(Point placement records)
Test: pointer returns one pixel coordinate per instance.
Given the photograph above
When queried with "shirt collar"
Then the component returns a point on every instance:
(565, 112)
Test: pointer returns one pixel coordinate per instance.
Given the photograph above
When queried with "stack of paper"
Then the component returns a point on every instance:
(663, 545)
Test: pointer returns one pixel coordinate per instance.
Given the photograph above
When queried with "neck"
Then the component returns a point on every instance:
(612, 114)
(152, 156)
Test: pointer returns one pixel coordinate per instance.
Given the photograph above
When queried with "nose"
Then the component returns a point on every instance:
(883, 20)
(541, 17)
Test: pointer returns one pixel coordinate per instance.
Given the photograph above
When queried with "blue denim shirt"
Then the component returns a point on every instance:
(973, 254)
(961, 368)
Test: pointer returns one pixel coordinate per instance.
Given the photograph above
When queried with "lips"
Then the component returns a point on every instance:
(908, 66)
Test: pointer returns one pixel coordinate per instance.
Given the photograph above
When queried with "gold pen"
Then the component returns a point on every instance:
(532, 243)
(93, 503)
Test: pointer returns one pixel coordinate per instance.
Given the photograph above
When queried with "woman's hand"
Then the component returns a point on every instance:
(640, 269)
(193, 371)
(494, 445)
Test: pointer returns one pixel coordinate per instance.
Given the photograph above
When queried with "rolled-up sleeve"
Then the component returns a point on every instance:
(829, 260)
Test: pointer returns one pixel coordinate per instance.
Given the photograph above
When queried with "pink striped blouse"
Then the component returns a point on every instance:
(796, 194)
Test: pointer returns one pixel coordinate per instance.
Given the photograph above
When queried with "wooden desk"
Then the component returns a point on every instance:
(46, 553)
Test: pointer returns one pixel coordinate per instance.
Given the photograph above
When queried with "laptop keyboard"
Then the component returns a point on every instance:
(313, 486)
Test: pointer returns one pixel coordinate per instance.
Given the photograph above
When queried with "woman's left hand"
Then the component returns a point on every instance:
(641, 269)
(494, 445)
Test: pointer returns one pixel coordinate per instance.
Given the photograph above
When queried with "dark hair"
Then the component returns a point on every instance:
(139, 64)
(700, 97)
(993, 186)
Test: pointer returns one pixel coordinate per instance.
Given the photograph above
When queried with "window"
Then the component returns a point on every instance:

Your goal: Copy out each line above, character for character.

Final result:
Test: pointer returns one pixel coordinate per instance.
Given the photograph above
When queried with "shirt collar"
Then the component returns a point on every instance:
(565, 112)
Test: pointer returns one pixel coordinate per instance.
Given the photograph above
When queried with "stack of paper"
Then the component returns a point on every instance:
(663, 545)
Test: pointer returns one pixel coordinate per instance.
Given the photograph above
When queried with "neck"
Then the component returns a point on every instance:
(612, 114)
(152, 156)
Test: pointer returns one pixel coordinate per instance.
Given the photograph above
When queried with "nose"
Then the component returns a point on every instance:
(883, 20)
(541, 17)
Test: pointer returns one pixel coordinate per instance.
Given the photograph above
When queried with "blue denim shirt"
Then the component returns a point on every instance:
(973, 254)
(961, 368)
Test: pointer returns one pixel coordinate per instance.
Given the photograph above
When queried with "lips"
Then the component returns a point on every instance:
(908, 66)
Test: pointer returns one pixel coordinate per instance.
Given the photograph above
When queried with "gold pen"
Then the component returns a point on every instance:
(532, 243)
(93, 503)
Test: pointer returns one pixel coordinate per instance.
Given the photograph above
When queried with "woman's hand"
Then the component returns a point on every instance:
(640, 269)
(193, 371)
(494, 445)
Test: pointer returns one pixel coordinate per instance.
Given the photograph above
When queried with "rolled-up sleeve"
Then the component returns a point on every instance:
(829, 260)
Test: pointer returns one pixel coordinate per instance.
Given the photograph above
When queried with "pink striped blouse"
Then the component returns a point on every instance:
(796, 194)
Test: pointer returns one pixel coordinate per instance.
Given the photograph above
When queried with "wooden desk"
Then the component returns a point on every instance:
(46, 553)
Test: pointer returns one pixel coordinate per instance.
Given the photograph above
When queried with "laptop keyboard"
Then the component returns a point on every instance:
(313, 486)
Test: pointer returns one pixel coordinate per instance.
Given the photograph above
When queried with "woman's left hand"
Then the component returns a point on every instance:
(641, 269)
(494, 445)
Test: pointer returns one pixel coordinate per instance.
Given the photograph above
When queried with "dark hair"
Then the component returns a point on every instance:
(139, 64)
(700, 97)
(993, 186)
Test: pointer returns one pixel coordinate per instance.
Given the photograph above
When queried with "window"
Then the component returns a point on every instance:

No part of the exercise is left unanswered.